◆ **Given information**
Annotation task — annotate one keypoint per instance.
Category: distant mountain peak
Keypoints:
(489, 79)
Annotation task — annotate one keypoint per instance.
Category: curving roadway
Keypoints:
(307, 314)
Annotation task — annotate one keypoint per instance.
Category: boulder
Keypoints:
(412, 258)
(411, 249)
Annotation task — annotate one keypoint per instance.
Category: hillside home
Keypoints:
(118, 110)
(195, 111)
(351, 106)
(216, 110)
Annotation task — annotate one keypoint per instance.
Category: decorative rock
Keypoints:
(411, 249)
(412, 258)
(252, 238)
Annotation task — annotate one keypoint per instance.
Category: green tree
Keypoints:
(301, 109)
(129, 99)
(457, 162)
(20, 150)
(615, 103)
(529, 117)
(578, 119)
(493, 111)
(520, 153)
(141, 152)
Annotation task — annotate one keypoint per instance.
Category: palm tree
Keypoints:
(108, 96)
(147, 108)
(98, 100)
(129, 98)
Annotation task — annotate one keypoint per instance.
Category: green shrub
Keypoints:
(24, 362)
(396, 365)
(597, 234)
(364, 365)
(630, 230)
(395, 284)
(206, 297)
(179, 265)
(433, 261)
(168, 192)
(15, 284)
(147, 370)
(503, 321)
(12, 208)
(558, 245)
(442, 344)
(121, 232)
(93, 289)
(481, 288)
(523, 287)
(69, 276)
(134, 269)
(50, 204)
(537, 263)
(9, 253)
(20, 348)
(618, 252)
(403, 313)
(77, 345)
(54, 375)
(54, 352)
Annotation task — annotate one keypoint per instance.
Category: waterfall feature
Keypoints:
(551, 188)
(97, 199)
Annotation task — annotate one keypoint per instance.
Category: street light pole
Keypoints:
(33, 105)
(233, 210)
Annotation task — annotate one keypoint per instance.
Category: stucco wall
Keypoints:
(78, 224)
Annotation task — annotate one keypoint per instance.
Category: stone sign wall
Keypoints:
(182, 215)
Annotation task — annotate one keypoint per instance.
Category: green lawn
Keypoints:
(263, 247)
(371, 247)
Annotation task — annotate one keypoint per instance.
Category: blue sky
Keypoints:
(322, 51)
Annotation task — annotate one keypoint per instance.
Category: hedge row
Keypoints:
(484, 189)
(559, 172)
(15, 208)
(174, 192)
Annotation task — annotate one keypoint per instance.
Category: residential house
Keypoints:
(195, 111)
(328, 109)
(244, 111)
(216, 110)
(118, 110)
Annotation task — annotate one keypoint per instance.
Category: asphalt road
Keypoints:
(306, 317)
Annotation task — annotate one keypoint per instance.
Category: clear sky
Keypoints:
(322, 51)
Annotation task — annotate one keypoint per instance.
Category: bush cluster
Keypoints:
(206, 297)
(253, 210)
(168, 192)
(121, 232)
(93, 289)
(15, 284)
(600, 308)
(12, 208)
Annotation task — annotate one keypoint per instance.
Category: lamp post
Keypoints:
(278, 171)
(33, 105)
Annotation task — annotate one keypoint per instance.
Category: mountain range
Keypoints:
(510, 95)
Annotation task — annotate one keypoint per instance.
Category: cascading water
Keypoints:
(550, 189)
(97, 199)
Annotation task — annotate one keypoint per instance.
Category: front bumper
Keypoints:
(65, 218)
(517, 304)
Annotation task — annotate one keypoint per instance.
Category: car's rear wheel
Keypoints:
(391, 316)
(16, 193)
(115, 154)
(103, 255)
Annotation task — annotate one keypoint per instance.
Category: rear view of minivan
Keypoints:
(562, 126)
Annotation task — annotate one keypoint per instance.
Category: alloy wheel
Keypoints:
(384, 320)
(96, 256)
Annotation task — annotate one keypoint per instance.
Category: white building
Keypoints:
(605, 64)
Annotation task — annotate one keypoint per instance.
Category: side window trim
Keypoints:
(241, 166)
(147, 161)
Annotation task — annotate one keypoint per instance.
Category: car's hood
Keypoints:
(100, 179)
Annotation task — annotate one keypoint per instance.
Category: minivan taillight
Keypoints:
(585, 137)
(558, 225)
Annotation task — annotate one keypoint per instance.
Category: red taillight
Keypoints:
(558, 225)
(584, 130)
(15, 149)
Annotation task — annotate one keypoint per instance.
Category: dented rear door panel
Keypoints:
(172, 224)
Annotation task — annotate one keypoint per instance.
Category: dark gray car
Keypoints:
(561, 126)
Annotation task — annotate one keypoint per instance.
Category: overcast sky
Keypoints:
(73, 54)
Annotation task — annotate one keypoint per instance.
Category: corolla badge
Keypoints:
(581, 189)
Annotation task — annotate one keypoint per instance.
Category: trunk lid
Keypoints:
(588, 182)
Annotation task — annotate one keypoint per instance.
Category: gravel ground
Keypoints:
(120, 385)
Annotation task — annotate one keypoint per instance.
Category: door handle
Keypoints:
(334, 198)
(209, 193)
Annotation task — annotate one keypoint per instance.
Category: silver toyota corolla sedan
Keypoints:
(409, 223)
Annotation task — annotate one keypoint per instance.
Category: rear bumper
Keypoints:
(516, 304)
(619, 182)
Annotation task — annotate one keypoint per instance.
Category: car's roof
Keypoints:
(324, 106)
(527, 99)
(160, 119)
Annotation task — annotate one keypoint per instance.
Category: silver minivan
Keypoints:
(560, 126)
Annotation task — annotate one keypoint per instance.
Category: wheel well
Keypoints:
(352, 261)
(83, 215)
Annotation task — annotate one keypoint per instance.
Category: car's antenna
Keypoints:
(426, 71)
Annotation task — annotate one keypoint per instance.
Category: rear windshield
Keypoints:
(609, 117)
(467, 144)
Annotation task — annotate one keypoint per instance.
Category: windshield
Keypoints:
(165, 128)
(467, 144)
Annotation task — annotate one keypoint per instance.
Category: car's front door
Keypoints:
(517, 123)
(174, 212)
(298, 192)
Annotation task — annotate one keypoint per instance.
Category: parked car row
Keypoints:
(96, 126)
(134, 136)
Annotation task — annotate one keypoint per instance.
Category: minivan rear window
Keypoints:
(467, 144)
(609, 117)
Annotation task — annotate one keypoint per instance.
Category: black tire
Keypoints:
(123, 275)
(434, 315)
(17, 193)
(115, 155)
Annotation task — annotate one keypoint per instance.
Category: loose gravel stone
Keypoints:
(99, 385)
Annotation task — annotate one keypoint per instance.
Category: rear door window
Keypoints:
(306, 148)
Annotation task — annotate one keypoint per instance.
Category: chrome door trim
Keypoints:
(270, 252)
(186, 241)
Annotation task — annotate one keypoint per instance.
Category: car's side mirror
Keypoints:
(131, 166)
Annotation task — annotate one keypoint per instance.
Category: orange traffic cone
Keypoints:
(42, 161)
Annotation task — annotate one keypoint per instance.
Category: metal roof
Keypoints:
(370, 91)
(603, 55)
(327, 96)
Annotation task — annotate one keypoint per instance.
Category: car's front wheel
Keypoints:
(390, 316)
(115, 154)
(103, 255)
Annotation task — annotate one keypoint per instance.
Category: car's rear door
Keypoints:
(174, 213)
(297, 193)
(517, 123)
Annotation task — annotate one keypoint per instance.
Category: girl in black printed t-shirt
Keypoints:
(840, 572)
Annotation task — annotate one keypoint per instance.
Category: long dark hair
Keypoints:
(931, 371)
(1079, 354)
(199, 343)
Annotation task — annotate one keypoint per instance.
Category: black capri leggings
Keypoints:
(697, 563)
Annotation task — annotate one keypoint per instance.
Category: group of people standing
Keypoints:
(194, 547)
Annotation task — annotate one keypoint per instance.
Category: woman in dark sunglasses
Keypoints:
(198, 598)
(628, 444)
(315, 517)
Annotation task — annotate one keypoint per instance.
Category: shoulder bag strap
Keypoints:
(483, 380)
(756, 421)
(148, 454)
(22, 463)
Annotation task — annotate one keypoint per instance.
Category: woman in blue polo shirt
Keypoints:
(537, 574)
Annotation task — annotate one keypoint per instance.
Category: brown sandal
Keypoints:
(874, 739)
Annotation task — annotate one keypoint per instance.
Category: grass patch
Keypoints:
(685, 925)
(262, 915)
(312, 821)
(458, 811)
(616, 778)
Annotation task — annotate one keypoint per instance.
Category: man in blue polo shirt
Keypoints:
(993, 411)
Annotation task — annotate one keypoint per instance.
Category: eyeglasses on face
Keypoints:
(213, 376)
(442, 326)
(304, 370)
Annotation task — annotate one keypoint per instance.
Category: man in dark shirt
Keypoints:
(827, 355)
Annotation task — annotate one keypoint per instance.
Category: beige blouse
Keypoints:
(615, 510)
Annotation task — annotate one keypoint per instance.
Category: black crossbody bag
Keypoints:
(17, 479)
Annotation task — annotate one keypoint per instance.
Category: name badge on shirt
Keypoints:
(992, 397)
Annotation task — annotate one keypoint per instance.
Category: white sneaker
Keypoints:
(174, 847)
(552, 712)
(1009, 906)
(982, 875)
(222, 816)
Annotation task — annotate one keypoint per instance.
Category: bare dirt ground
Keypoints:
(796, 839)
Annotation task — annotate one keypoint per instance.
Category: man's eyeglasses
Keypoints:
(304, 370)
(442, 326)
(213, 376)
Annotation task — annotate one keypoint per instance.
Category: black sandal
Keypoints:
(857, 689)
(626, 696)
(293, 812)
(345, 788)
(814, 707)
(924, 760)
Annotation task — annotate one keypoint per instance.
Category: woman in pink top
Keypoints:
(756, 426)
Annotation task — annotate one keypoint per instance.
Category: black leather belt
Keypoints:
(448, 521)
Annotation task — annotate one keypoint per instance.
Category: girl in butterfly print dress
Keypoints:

◆ **Description of the task**
Every line from the top of the material through the line containing "Category: green shrub" must be transcribed exactly, and no other line may appear.

◆ **Completed exercise**
Annotation task — annotate one keypoint per instance.
Category: distant mountain peak
Keypoints:
(489, 79)
Annotation task — annotate one keypoint per instance.
Category: curving roadway
Keypoints:
(307, 314)
Annotation task — annotate one keypoint per instance.
Category: boulder
Keypoints:
(412, 258)
(411, 249)
Annotation task — annotate one keypoint per instance.
Category: hillside home
Keypoints:
(118, 110)
(195, 111)
(351, 106)
(216, 110)
Annotation task — annotate one keypoint per instance.
Category: decorative rock
Keypoints:
(411, 249)
(412, 258)
(252, 238)
Annotation task — annotate one keypoint per instance.
Category: green tree
Keypoints:
(301, 109)
(129, 99)
(457, 162)
(20, 150)
(615, 103)
(529, 117)
(578, 119)
(493, 111)
(520, 153)
(141, 152)
Annotation task — annotate one keypoint per instance.
Category: palm tree
Keypoints:
(108, 96)
(147, 108)
(98, 100)
(129, 98)
Annotation task — annotate one keypoint per instance.
Category: green shrub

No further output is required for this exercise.